**Study text**
☆ ☆ ☆

Landry was one of the lucky ones who had never been burdened by the responsibility of faith or the guilt associated with having no truck with it. It was simply of no interest, no consequence, or import.
What freedom! Most people are either brought up in faith and obliged, come hell or high water, to practice it – to abide by its commandments, to participate in its ceremonies, pay service to or perform its liturgy – or live a lifetime of guilt for having tossed it aside as irrelevant and meaningless. Lapsed Catholics are the worst in this regard. Indoctrinated since birth, forced into the religious servitude of Confession, Eucharist, and Matrimony, few have the gumption or even resolve to question the Truth. Those that due pay an awful price.
Landry, for reasons his parents could never understand, suffered neither from exaggerated faith nor extreme guilt. Once he left home and the requirements of his Easter Duty, he left the Church completely behind. He never looked back, never doubted his decision – such as it was – and never gave a second thought to the good burghers of New Brighton who still sat and listened to the bromides of Father Brophy without even a fidget.
His father blamed his religious indifference on the Hayden Planetarium. There, he reasoned, young Landry had gotten a glimpse of imponderable immensity and rather than believe in its Creator, assumed what the Yale professor had taught – randomness. The earth, the sun, the solar system, and the entire universe was nothing more than excrescences of the Big Bang, itself a product of contracting gasses, too hot to be contained, which in turn was a product of…..ad infinitum ad nauseam recitations of random possibilities.
Laird could have gone either way but veered ‘Left’ and never came back.
His mother was convinced that his waywardness was because of a genetic crossing between a great-great grandfather on his father’s side – a moral reprobate and very consequential sinner – and a distant co-relational concubine on her own. The concubine in her time had been as famous as Josephine Baker, Mata Hari, and the Queen of Hearts of the Folies Bergeres combined. No religion there on either side. Religious belief was innate and hardwired, Landry’s mother thought, and it was only natural that her son would turn out like his outlier forbears.
‘He will come to his senses’, warned his Aunt Henrietta, ‘once the shadow of the Grim Reaper falls upon his shoulder’. In other words, like most unbelievers Landry would come to his senses once he could see the light dimming at the end of the tunnel. No man can approach Death without divine sustenance.
Wrong again. Not only did Landry approach his finality with equanimity but with good humor. If life was a bad joke, he said, than death could be no more than a hook. He refused religious counsel, was patient with and tolerant of his grieving family; but knew that any sendoff into the unknown would have to be in his own, one-man canoe.

☆ ☆ ☆

**Your tasks**
(a) According to the passage about Landry, why did his father blame his religious indifference on the Hayden Planetarium?
(b) Reproduce the part of the passage about Landry starting with "His mother was" and going on through "his outlier forbears.".

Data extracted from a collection
☆ ☆ ☆

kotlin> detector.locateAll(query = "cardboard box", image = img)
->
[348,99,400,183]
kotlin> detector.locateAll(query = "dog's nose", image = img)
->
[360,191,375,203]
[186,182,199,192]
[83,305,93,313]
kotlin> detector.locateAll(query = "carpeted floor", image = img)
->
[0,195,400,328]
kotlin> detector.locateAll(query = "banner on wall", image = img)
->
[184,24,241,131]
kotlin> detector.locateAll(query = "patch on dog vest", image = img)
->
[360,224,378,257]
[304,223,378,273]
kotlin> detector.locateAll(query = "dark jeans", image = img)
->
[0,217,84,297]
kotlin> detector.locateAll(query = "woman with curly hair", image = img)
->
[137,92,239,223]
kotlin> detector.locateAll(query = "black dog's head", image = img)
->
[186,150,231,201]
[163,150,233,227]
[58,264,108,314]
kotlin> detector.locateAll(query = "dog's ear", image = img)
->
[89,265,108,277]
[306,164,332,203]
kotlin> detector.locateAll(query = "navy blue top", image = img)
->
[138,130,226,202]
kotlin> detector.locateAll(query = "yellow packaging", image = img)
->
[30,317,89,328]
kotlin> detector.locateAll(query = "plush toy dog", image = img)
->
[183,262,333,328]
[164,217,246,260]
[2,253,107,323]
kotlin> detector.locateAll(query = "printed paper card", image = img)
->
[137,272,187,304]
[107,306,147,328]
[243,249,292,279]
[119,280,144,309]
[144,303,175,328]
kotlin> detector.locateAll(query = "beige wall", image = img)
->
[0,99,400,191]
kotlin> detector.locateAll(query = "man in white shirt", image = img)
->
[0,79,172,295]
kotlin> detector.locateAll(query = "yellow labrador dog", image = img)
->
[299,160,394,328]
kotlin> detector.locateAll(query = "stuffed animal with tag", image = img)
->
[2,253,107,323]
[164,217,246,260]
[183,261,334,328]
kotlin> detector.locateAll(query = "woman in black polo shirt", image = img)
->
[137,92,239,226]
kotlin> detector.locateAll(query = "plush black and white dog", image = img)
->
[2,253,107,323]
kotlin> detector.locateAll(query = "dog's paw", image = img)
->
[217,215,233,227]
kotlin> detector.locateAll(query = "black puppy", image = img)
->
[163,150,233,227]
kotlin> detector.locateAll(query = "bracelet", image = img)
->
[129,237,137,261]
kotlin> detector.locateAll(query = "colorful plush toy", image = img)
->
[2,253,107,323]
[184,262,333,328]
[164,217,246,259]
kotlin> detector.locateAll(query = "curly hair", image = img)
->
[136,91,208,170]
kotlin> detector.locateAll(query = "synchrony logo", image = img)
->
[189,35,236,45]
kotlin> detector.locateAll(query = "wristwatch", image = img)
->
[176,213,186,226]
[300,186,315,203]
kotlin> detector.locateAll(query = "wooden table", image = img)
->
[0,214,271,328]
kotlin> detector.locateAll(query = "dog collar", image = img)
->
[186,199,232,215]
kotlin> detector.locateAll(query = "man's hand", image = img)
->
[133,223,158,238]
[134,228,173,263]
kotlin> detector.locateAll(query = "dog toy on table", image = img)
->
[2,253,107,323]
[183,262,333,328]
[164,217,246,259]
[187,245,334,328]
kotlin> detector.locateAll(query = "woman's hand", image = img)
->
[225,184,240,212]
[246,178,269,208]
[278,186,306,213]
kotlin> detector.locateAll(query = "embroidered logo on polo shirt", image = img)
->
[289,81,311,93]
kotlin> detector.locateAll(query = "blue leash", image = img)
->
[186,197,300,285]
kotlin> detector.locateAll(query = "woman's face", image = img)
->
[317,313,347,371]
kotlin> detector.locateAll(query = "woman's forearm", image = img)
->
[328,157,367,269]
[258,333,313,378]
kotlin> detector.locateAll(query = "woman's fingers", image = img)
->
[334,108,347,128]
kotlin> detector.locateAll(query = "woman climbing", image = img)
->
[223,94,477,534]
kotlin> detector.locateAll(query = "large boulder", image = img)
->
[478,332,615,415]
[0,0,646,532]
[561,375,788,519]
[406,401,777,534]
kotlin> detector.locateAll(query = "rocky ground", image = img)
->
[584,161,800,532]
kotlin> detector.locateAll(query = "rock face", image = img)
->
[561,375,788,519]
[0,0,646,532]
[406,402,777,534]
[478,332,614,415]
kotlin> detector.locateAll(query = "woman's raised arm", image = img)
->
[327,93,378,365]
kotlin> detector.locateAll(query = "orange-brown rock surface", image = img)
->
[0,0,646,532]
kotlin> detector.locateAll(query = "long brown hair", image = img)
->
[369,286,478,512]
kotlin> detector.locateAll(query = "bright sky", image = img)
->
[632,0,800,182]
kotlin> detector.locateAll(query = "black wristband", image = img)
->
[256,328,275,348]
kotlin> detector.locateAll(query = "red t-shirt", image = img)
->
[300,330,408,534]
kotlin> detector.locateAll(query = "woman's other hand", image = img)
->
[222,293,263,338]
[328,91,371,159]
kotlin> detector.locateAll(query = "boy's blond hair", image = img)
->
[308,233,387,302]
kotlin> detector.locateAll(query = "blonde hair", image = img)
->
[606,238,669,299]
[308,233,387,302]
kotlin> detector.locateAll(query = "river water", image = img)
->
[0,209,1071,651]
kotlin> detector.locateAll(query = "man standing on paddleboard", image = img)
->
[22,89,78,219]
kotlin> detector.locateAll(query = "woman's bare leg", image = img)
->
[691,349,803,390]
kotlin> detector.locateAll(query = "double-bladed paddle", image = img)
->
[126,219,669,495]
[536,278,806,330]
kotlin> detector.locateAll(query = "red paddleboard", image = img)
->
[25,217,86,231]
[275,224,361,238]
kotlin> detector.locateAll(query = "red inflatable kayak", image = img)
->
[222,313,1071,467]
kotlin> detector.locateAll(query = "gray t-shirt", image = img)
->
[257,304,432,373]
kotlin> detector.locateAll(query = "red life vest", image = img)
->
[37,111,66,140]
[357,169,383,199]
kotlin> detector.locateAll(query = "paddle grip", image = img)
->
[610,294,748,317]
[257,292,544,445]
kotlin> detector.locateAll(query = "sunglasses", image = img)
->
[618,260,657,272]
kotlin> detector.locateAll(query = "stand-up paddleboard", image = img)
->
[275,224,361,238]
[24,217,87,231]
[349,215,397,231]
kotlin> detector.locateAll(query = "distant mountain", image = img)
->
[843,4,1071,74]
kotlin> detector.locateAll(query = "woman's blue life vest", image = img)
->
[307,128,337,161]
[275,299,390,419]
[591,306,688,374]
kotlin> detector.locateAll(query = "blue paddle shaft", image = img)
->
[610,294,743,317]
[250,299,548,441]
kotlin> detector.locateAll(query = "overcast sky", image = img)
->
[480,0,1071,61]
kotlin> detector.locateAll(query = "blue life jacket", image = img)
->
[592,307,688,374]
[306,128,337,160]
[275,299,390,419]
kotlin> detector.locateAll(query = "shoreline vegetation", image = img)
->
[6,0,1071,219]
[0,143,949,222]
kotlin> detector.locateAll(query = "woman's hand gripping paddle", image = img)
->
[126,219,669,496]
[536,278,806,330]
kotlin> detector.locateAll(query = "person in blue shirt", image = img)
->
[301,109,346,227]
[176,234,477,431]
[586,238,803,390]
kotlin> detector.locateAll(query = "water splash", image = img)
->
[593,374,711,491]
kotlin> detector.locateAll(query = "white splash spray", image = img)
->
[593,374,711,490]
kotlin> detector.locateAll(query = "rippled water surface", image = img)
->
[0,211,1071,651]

☆ ☆ ☆

**Answers below**
(a) His father reasoned that at the planetarium young Landry had glimpsed an imponderable immensity. Rather than believe in its Creator, Landry took up what the Yale professor had taught, that the universe came about through randomness.

(b)
His mother was convinced that his waywardness was because of a genetic crossing between a great-great grandfather on his father’s side – a moral reprobate and very consequential sinner – and a distant co-relational concubine on her own. The concubine in her time had been as famous as Josephine Baker, Mata Hari, and the Queen of Hearts of the Folies Bergeres combined. No religion there on either side. Religious belief was innate and hardwired, Landry’s mother thought, and it was only natural that her son would turn out like his outlier forbears.